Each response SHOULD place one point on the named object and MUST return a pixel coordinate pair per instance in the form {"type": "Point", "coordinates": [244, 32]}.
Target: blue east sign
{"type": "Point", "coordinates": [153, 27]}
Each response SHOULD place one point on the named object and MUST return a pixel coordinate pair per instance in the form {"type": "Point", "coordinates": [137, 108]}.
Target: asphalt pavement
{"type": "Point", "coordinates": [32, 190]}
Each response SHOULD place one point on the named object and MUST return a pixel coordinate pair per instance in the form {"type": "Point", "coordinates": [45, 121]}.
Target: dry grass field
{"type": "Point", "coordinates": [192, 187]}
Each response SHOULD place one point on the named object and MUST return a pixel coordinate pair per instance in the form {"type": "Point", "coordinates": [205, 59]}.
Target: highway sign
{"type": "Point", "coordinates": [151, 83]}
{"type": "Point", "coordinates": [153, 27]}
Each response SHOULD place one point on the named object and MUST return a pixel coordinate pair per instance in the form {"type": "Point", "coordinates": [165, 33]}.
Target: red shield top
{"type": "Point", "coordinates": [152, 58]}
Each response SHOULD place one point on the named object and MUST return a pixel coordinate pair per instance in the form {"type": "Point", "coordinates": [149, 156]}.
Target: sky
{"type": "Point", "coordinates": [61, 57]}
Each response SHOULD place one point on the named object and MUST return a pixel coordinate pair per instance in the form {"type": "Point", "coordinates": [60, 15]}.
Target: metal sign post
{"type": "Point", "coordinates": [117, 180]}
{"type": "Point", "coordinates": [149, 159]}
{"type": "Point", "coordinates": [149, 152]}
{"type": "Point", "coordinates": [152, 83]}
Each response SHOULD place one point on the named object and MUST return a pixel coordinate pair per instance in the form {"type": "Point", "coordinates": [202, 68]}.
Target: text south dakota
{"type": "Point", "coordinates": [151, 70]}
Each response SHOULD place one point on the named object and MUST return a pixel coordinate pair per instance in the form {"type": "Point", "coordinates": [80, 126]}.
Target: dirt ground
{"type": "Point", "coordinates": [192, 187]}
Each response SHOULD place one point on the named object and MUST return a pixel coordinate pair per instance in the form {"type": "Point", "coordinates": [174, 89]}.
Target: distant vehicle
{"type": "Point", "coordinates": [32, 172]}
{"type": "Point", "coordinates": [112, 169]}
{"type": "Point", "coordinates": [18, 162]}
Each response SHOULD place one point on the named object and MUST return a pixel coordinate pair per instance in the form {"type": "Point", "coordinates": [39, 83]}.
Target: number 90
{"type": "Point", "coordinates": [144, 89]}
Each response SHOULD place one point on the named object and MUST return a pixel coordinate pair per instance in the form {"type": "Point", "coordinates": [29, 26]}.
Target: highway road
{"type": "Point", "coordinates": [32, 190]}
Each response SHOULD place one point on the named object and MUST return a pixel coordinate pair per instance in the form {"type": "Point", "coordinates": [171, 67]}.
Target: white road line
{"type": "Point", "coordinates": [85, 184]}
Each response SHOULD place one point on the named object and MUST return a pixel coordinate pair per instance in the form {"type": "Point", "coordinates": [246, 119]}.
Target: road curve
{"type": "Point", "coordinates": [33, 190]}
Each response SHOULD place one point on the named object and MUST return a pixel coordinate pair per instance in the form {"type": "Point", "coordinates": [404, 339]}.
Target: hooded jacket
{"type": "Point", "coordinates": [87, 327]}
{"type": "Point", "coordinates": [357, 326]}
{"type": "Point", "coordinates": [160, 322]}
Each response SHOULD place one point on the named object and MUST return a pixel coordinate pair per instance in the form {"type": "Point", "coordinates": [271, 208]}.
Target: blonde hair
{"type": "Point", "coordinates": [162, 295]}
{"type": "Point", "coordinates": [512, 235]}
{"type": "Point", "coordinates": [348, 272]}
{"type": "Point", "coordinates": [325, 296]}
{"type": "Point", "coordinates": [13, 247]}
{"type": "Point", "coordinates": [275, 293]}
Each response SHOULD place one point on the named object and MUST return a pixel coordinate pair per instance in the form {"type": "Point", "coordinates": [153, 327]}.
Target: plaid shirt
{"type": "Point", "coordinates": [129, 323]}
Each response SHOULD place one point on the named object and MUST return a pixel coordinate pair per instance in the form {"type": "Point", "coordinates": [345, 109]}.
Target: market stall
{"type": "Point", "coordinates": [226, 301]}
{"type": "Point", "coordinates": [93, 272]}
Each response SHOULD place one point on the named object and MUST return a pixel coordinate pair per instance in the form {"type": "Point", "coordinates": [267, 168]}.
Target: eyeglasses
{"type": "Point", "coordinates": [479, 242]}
══════════════════════════════
Return every line above exactly.

Each response SHOULD place one point on the named object and MUST return a pixel coordinate pair per instance in the form {"type": "Point", "coordinates": [244, 32]}.
Target: blue east sign
{"type": "Point", "coordinates": [153, 27]}
Each response SHOULD place one point on the named object and MUST return a pixel coordinate pair per instance in the form {"type": "Point", "coordinates": [137, 108]}.
Target: asphalt pavement
{"type": "Point", "coordinates": [32, 190]}
Each response SHOULD place one point on the named object and MUST return a pixel coordinate pair per instance in the form {"type": "Point", "coordinates": [45, 121]}.
Target: dry grass field
{"type": "Point", "coordinates": [192, 187]}
Each response SHOULD place one point on the named object and MUST return a pixel coordinate pair per instance in the form {"type": "Point", "coordinates": [205, 59]}.
Target: highway sign
{"type": "Point", "coordinates": [151, 83]}
{"type": "Point", "coordinates": [153, 27]}
Each response SHOULD place one point on the named object and MUST return a pixel coordinate pair per instance in the form {"type": "Point", "coordinates": [165, 33]}.
Target: red shield top
{"type": "Point", "coordinates": [152, 58]}
Each response SHOULD place one point on the named object and MUST return a pixel coordinate pair per instance in the form {"type": "Point", "coordinates": [149, 156]}.
Target: sky
{"type": "Point", "coordinates": [61, 57]}
Each response SHOULD place one point on the named object and MUST return a pixel coordinate pair per instance in the form {"type": "Point", "coordinates": [60, 15]}.
Target: metal sign post
{"type": "Point", "coordinates": [117, 180]}
{"type": "Point", "coordinates": [149, 159]}
{"type": "Point", "coordinates": [149, 152]}
{"type": "Point", "coordinates": [152, 83]}
Each response SHOULD place one point on the named object and MUST return a pixel coordinate pair per instance in the form {"type": "Point", "coordinates": [202, 68]}.
Target: text south dakota
{"type": "Point", "coordinates": [151, 70]}
Each response SHOULD place one point on the named object and MUST return a pixel coordinate pair per instance in the form {"type": "Point", "coordinates": [80, 126]}.
Target: dirt ground
{"type": "Point", "coordinates": [192, 187]}
Each response SHOULD place one point on the named object and MUST return a pixel coordinate pair per instance in the form {"type": "Point", "coordinates": [174, 89]}.
Target: distant vehicle
{"type": "Point", "coordinates": [32, 172]}
{"type": "Point", "coordinates": [112, 169]}
{"type": "Point", "coordinates": [18, 162]}
Each response SHOULD place one point on the named object and MUST return a pixel coordinate pair per instance in the form {"type": "Point", "coordinates": [39, 83]}.
Target: number 90
{"type": "Point", "coordinates": [144, 89]}
Each response SHOULD place one point on the named object and MUST return a pixel coordinate pair per instance in the form {"type": "Point", "coordinates": [29, 26]}.
Target: highway road
{"type": "Point", "coordinates": [32, 190]}
Each response SHOULD place one point on the named object and MUST return a pixel coordinate pair per instance in the form {"type": "Point", "coordinates": [171, 67]}.
Target: white road line
{"type": "Point", "coordinates": [85, 184]}
Each response SHOULD place one point on the named object and MUST return a pixel coordinate pair per instance in the form {"type": "Point", "coordinates": [246, 119]}.
Target: road curve
{"type": "Point", "coordinates": [33, 190]}
Each response SHOULD place one point on the named object and MUST return a pixel coordinate pair per instance in the form {"type": "Point", "coordinates": [404, 339]}.
Target: hooded jacket
{"type": "Point", "coordinates": [87, 327]}
{"type": "Point", "coordinates": [357, 326]}
{"type": "Point", "coordinates": [160, 322]}
Each response SHOULD place one point on the named object and MUST return a pixel coordinate pair per instance in the form {"type": "Point", "coordinates": [271, 208]}.
Target: blonde hair
{"type": "Point", "coordinates": [162, 295]}
{"type": "Point", "coordinates": [512, 235]}
{"type": "Point", "coordinates": [348, 272]}
{"type": "Point", "coordinates": [325, 296]}
{"type": "Point", "coordinates": [13, 247]}
{"type": "Point", "coordinates": [275, 293]}
Each response SHOULD place one point on the named object and MUST return a pixel coordinate pair per instance in the form {"type": "Point", "coordinates": [153, 327]}.
Target: plaid shirt
{"type": "Point", "coordinates": [129, 323]}
Each response SHOULD place one point on the named object and MUST return a pixel coordinate pair per instance in the form {"type": "Point", "coordinates": [345, 109]}.
Target: market stall
{"type": "Point", "coordinates": [226, 301]}
{"type": "Point", "coordinates": [93, 272]}
Each response SHOULD place one point on the named object and MUST return a pixel coordinate pair per instance in the form {"type": "Point", "coordinates": [267, 168]}.
Target: eyeglasses
{"type": "Point", "coordinates": [479, 242]}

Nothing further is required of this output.